What you have to do =
Reproduce the records exactly.

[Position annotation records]

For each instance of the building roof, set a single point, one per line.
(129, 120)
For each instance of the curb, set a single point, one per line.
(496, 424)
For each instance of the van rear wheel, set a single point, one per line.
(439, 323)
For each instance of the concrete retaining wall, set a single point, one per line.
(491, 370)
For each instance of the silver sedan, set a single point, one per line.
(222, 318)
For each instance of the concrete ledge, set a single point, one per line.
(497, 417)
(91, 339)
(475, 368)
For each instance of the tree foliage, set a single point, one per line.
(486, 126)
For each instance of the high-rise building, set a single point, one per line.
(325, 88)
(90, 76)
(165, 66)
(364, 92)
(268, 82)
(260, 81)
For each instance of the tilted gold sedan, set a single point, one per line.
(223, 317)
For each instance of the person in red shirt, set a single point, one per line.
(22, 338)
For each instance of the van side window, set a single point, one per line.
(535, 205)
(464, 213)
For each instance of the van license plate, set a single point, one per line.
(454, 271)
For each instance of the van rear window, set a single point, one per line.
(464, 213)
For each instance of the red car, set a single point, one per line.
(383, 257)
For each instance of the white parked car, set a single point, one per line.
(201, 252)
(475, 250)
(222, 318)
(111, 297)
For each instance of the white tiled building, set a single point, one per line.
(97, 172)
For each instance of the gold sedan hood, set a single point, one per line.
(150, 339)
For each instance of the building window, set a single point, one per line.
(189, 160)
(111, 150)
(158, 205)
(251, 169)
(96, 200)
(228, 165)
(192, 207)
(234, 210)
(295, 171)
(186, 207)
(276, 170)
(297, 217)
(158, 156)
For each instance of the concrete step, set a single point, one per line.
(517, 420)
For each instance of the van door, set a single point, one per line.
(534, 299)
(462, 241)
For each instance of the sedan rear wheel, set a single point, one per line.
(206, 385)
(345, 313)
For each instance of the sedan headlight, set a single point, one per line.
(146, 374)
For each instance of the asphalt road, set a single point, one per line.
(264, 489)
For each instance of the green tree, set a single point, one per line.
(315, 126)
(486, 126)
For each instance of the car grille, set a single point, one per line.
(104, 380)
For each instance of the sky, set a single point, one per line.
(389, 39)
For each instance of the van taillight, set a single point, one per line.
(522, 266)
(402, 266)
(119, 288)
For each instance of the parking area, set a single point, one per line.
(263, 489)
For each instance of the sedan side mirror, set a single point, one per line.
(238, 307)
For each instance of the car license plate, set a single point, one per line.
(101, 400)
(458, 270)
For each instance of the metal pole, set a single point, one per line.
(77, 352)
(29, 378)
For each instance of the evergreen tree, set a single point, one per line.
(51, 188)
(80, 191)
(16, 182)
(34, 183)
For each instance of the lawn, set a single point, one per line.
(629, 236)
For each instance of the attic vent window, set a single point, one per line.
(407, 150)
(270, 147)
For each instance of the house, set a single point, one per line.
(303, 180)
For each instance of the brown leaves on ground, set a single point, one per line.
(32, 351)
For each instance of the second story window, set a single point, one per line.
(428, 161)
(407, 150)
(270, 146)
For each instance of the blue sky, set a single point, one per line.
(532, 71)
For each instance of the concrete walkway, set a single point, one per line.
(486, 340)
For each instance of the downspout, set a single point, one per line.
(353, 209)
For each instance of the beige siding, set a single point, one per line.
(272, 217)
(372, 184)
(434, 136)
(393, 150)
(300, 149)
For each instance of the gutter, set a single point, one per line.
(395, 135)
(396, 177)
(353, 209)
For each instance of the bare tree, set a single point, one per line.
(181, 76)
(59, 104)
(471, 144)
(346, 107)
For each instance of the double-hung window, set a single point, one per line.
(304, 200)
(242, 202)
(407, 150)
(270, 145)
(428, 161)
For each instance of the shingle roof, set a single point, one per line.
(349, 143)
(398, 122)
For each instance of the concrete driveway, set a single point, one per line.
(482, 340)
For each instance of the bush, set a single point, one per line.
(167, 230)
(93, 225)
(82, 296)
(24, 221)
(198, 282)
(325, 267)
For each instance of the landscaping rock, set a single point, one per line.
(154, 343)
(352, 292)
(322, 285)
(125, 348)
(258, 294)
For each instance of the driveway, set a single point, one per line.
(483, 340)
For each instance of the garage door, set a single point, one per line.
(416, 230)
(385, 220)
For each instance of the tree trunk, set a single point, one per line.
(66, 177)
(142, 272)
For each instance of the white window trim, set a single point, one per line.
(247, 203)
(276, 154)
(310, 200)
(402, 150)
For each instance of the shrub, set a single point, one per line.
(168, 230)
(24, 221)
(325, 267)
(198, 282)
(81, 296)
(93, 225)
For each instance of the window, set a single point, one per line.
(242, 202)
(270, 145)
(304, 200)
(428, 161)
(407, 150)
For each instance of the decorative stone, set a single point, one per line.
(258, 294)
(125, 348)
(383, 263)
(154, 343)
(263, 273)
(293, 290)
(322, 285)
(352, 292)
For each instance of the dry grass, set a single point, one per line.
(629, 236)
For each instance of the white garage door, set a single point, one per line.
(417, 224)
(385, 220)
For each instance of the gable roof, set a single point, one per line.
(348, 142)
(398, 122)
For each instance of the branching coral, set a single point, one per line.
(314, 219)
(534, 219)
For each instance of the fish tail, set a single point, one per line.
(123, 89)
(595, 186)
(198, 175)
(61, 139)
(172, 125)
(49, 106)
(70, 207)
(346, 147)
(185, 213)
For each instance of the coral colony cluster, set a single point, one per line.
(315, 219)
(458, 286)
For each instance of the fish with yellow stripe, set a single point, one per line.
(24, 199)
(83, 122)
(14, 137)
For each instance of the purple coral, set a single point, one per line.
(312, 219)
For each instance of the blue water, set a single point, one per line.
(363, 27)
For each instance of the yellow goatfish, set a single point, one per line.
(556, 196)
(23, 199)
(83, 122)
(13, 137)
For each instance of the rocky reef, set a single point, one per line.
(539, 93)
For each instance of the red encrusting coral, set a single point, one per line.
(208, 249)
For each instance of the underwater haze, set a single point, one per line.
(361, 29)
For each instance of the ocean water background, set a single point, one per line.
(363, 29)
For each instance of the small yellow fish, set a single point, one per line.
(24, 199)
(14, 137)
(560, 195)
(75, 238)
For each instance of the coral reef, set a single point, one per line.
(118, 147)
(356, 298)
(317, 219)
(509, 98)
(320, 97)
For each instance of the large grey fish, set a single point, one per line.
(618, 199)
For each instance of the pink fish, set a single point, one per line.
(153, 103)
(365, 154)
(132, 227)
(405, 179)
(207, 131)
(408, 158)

Response to the task =
For each instance of the building roof, set a single point, one per line.
(129, 120)
For each instance of the curb, set a single point, one per line.
(496, 424)
For each instance of the van rear wheel, set a single point, one per line.
(439, 323)
For each instance of the concrete retaining wall, set a single point, one per line.
(491, 370)
For each instance of the silver sedan, set a single point, one per line.
(222, 318)
For each instance of the concrete ledge, set a single point, one per line.
(497, 417)
(91, 339)
(475, 368)
For each instance of the tree foliage, set a single point, one per line.
(486, 126)
For each instance of the high-rise building, set a single point, one per line.
(325, 88)
(90, 76)
(165, 66)
(364, 92)
(268, 82)
(260, 81)
For each instance of the tilted gold sedan, set a single point, one per line.
(223, 317)
For each instance of the person in red shirt, set a single point, one per line.
(22, 338)
For each instance of the van side window, set a single point, one per line.
(535, 205)
(464, 213)
For each instance of the van license plate, set a single point, one per line.
(454, 271)
For each instance of the van rear window, set a single point, one per line.
(464, 213)
For each instance of the red car, set a single point, one per line.
(383, 257)
For each instance of the white parked car, set a single point, one per line.
(201, 252)
(475, 250)
(222, 318)
(111, 297)
For each instance of the white tiled building, set a single point, one per line.
(97, 172)
For each instance of the gold sedan hood, set a single point, one per line.
(150, 339)
For each instance of the building window, set a single point, one per line.
(189, 160)
(111, 150)
(158, 205)
(251, 169)
(96, 200)
(228, 165)
(192, 207)
(234, 210)
(295, 171)
(186, 207)
(276, 170)
(297, 217)
(158, 156)
For each instance of the concrete step, set a single point, one per line.
(517, 420)
For each instance of the van door, set a single point, one per line.
(534, 299)
(462, 241)
For each instance of the sedan rear wheel, set a single point, one per line.
(206, 385)
(345, 313)
For each instance of the sedan headlight, set a single point, one per line.
(146, 374)
For each instance of the asphalt road, set a single point, one per line.
(264, 489)
For each instance of the green tree, set a single point, one per line.
(315, 126)
(486, 126)
For each instance of the car grille, set a single point, one per line.
(104, 380)
For each instance of the sky, set a single point, one per line.
(389, 39)
For each instance of the van taillight, set a single point, one per line.
(522, 266)
(402, 266)
(119, 288)
For each instance of the parking area, set a single point, one per line.
(263, 489)
For each instance of the sedan side mirror, set a single point, one per line.
(238, 307)
For each instance of the car license plate, set a single point, one per line.
(101, 400)
(458, 270)
For each instance of the metal pole, set a single point, one per line.
(77, 352)
(29, 378)
For each instance of the evergreen tree, set a single point, one per line.
(51, 188)
(80, 191)
(16, 182)
(34, 183)
For each instance of the lawn, set a single point, one per line.
(629, 236)
For each instance of the attic vent window, set a single point, one per line.
(407, 150)
(270, 147)
For each instance of the house, set a single point, one per line.
(303, 180)
For each instance of the brown leaves on ground, set a single point, one per line.
(32, 351)
For each instance of the second story window, set a single point, one per line.
(428, 161)
(407, 150)
(270, 146)
For each instance of the blue sky, set a single point, one per line.
(532, 71)
For each instance of the concrete walkway, set a single point, one per line.
(486, 340)
For each instance of the downspout, set a single point, one per line.
(353, 209)
For each instance of the beige siding, set a single point, one per line.
(272, 217)
(372, 184)
(434, 136)
(393, 150)
(300, 149)
For each instance of the gutter, set a single point, one per line.
(395, 135)
(396, 177)
(353, 209)
For each instance of the bare tree, set a single point, one per line.
(181, 76)
(59, 104)
(471, 144)
(346, 107)
For each instance of the double-hung window, set a single point, one per line.
(304, 200)
(242, 202)
(407, 150)
(270, 145)
(428, 161)
For each instance of the shingle roof, set a single point, one per line.
(349, 143)
(398, 122)
For each instance of the concrete driveway, set a single point, one per line.
(482, 340)
For each instance of the bush, set a single point, one per line.
(167, 230)
(93, 225)
(82, 296)
(24, 221)
(198, 282)
(325, 267)
For each instance of the landscaping rock, set a single point, one per line.
(154, 343)
(352, 292)
(322, 285)
(125, 348)
(258, 294)
For each instance of the driveway, set a single point, one per line.
(483, 340)
For each instance of the garage door, set a single point, one per line.
(416, 230)
(385, 220)
For each instance of the tree trunk, set a single point, one per line.
(66, 177)
(142, 272)
For each instance of the white window trim, set a single point, one per line.
(247, 203)
(276, 154)
(310, 200)
(402, 150)
For each instance of the shrub, set a single point, one per line.
(168, 230)
(24, 221)
(325, 267)
(198, 282)
(81, 296)
(93, 225)
For each instance of the window, set a single point, one per line.
(242, 202)
(270, 145)
(304, 200)
(428, 161)
(407, 150)
For each instance of the decorative stone, set a single point, one per line.
(258, 294)
(125, 348)
(383, 263)
(154, 343)
(263, 273)
(293, 290)
(322, 285)
(352, 292)
For each instance of the dry grass, set a single point, one per line.
(629, 236)
For each instance of the white garage door, set a single point, one per line.
(417, 224)
(385, 220)
For each instance of the gable roof, set a single point, one per line.
(348, 142)
(398, 122)
For each instance of the branching coral, set a single point, one per line.
(314, 219)
(534, 219)
For each instance of the fish tail, set a single point, one per line.
(123, 89)
(595, 186)
(198, 175)
(61, 139)
(172, 125)
(49, 106)
(70, 207)
(346, 147)
(185, 213)
For each instance of the coral colony cluster, set a single point, one per line.
(315, 219)
(458, 286)
For each instance of the fish with yellow stripe, set a single point, one per line.
(24, 199)
(83, 122)
(14, 137)
For each instance of the purple coral, set a single point, one per line.
(312, 219)
For each instance of the blue water, set a single point, one per line.
(363, 27)
For each instance of the yellow goatfish, set a single point, one per line.
(556, 196)
(23, 199)
(83, 122)
(13, 137)
For each instance of the rocky reef, set a single point, one per line.
(539, 93)
For each instance of the red encrusting coral, set a single point, one per line.
(208, 249)
For each instance of the underwater haze, set a single point, one per line.
(361, 29)
For each instance of the ocean water background, set a single point, one per line.
(363, 29)
For each instance of the small yellow fish, set a single point, one per line.
(24, 199)
(14, 137)
(560, 195)
(75, 238)
For each instance of the coral reef, set a single point, one per line.
(118, 147)
(356, 298)
(317, 219)
(509, 98)
(320, 97)
For each instance of the large grey fish, set a single point, one per line.
(618, 199)
For each instance of the pink fish, set a single point, one per line.
(153, 103)
(365, 154)
(132, 227)
(405, 179)
(207, 131)
(408, 158)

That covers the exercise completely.